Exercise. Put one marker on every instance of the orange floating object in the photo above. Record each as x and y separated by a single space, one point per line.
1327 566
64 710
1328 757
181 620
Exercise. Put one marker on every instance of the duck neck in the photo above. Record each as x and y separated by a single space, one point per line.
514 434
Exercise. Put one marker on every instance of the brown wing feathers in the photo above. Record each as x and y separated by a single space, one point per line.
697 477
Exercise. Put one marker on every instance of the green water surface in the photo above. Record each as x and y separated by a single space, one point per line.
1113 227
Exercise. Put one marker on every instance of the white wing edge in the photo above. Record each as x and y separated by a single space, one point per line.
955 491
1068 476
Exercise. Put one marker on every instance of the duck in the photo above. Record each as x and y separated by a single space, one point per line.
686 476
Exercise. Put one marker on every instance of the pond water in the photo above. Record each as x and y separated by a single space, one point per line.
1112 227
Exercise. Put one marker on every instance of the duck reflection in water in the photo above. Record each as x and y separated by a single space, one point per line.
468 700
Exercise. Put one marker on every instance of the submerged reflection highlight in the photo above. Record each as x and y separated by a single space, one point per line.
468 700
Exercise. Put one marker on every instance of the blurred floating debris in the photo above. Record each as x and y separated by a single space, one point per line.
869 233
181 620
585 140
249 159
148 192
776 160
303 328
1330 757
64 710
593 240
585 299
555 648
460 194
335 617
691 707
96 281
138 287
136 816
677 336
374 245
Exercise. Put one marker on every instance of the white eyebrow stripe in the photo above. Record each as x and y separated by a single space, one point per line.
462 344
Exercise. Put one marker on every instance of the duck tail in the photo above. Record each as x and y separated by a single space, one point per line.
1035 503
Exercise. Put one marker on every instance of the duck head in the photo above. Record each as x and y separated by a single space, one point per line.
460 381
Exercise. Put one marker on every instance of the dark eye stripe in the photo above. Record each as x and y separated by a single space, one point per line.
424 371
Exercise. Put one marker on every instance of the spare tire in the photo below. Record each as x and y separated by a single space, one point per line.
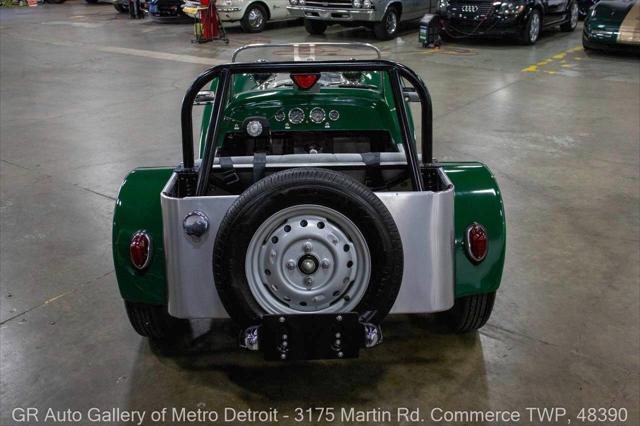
307 240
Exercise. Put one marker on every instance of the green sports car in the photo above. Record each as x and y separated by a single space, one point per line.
307 214
613 25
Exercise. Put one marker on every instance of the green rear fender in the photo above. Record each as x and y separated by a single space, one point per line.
138 208
477 198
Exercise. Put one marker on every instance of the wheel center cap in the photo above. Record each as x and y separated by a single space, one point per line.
308 264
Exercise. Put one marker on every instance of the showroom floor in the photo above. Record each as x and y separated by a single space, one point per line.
88 94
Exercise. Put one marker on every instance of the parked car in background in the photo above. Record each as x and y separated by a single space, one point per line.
522 19
166 9
383 16
122 6
613 25
252 15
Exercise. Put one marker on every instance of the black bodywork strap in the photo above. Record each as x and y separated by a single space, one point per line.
229 175
373 177
259 165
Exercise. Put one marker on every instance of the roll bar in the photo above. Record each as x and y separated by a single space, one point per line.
224 73
310 46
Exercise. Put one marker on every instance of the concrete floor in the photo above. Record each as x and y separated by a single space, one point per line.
88 95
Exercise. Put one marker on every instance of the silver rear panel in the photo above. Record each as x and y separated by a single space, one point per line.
424 220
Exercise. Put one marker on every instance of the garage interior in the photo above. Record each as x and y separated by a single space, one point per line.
87 95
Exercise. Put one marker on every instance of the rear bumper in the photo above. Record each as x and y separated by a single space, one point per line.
604 42
311 336
337 14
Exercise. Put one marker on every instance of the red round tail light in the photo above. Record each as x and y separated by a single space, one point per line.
477 242
305 81
140 250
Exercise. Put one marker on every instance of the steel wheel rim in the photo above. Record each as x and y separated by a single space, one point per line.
391 23
255 18
534 31
574 14
308 258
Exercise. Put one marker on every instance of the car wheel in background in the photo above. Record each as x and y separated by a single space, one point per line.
315 27
388 27
469 313
532 29
572 18
254 19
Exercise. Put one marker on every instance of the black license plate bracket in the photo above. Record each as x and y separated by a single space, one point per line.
311 336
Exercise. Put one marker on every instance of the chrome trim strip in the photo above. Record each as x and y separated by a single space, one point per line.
425 221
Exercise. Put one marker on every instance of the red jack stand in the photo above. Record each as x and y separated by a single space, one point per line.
208 26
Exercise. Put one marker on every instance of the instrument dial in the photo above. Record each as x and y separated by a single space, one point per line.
317 115
296 115
280 116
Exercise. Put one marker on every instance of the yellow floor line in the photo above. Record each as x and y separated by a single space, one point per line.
560 57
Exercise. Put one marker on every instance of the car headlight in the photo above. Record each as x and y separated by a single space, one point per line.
510 8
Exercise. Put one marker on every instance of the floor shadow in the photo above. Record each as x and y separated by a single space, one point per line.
417 363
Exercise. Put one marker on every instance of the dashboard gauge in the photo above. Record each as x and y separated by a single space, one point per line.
296 115
280 116
317 115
******
- [Required action]:
What is needed is the whole listing again, exactly as written, with the images left out.

- [Written reply]:
Exercise. Put one marker on every instance of the orange floating object in the photo above. Record each as x and y separated by a single space, one point per line.
1327 566
64 710
1328 757
181 620
Exercise. Put one marker on every instance of the duck neck in the photo above. Record each as x and y separated by a single space, one point per line.
514 434
Exercise. Put one marker on every instance of the brown wing feathers in the photo above. Record each as x and y separated by a single space, one point per line.
697 477
Exercise. Put one marker on every instance of the green water surface in the photo above. Record each as x and y separated by a single space, one point per line.
1113 227
Exercise. Put one marker on every instance of the white wing edge in the photo above. Record each as x and y separated by a single space, one point per line.
955 491
1068 476
Exercise. Put one marker on every instance of the duck in the photo above. Record each as x and y separated by a single space, one point per line.
686 476
Exercise. Put one marker on every instance of the pond water in the photo above. Record each as x and y separated by a single space, one point per line.
1112 227
Exercise. Put one marker on every instance of the duck reflection in water in the photo above. Record each as x and y separated by a single space, one point per line.
468 700
Exercise. Put one marker on every instance of the submerged reflection highlight in the photo above. Record each as x and y separated by a single space, one point per line.
468 700
Exercise. Put one marker on every instance of the blurred floating debris in the photo above. Record each as x and y separated by a single space, one point per line.
869 233
181 620
585 140
249 159
148 192
776 160
303 328
1330 757
64 710
593 240
585 299
555 648
460 194
335 617
691 707
96 281
138 287
136 816
677 336
374 245
Exercise. Put one marker on every instance of the white eyebrow stripe in the photo above. Record each as x and y separated by a single space, one point per line.
462 344
Exercise. Put one marker on every instance of the duck tail in the photo above. Record each as x and y separated by a single space, one point per line.
1035 503
Exercise. Put one marker on every instance of the duck head in the photo above. Record each as x and y separated by a single space, one point per line.
460 381
Exercise. Put one marker on every instance of the dark eye stripe in the photo above. Record each as x and y separated by a single space, one point per line.
424 371
Exercise. Put one marker on every instance of the spare tire in the photo below. Record each as x and y separated by a single space, one point per line.
307 240
Exercise. Put one marker on every instance of the green sports car in the photo above. Record each as x and y separated by a single space, one point per line.
307 214
613 25
Exercise. Put one marker on every instance of the green rear fender in the photo above. Record each as x and y separated by a single space, one point per line.
138 208
477 198
Exercise. Put one marker on every instance of the wheel center cap in the photo above. Record each as x and y separated by a single space, one point per line.
308 264
Exercise. Put one marker on every instance of the showroom floor in the photo above. Record each as x and y separated by a single space, one point per line.
88 94
Exercise. Put one marker on every instance of the parked car in background in the photo above. Record each as x and y separated by a single space, one point per line.
522 19
166 9
383 16
122 6
613 25
252 15
Exercise. Put one marker on every instance of the black bodywork strap in the photo above. Record each as x and y separated by a single space, one point per line.
229 175
373 177
259 165
Exercise. Put one marker on every instance of the roll bar in the photo above. Record each as x and y separated by a single space, one point per line.
224 73
310 46
Exercise. Put one marker on every instance of the concrete floor in the photo above. Record each as x and y separated by a single space, one point per line.
88 95
Exercise. Put one marker on every instance of the silver rear panel in the photo above. Record each as x and y separated by a single space, one point per line.
424 220
Exercise. Put one marker on every instance of the garage interior in the photo above. Record each as x and y separated by a single space, one point per line.
87 95
Exercise. Put one marker on every instance of the rear bumper in the photo above. Record each as x and y separated by a single space, one point per line.
604 42
311 336
337 14
Exercise. Put one marker on every instance of the red round tail light in the photo above. Record each as x and y separated by a single space, one point per line.
477 242
305 81
140 250
Exercise. Put one marker on every instance of the steel wheel rim in the photo above. Record each as x and y separated by a single space, one point per line.
391 23
255 18
534 31
574 14
308 258
Exercise. Put one marker on every instance of the car wheel in background in the photo above. Record each as x and y separated by a single space, one point per line.
315 27
388 27
469 313
532 29
572 18
254 19
Exercise. Put one marker on every instance of the black license plate bracket in the photo above. Record each as x and y separated by a single space, one point per line.
311 336
Exercise. Put one marker on every instance of the chrome trim strip in the photo above. Record each as x and y separated by a single space, one point per line.
425 221
Exercise. Put one marker on every instance of the red jack stand in the photo above. Record each as x and y separated by a single space, one point per line.
208 26
Exercise. Put one marker on every instance of the instrument dial in the photo above. Record each as x and y separated by a single space, one point per line.
317 115
296 115
280 116
Exercise. Put one marker on every instance of the yellow floor line in the photo above. Record each as x and y separated by a single space, one point per line.
560 57
Exercise. Put one marker on every instance of the car headlight in the photo above. Record each as x and y separated by a single space, one point per line.
510 8
Exercise. Put one marker on every instance of the floor shadow in the photo above. Record each as x and y separated by a single space, one point per line.
417 363
Exercise. Put one marker on every instance of the dashboard gauge in the photo above. Record each as x and y separated by a single space, one point per line.
296 115
280 116
317 115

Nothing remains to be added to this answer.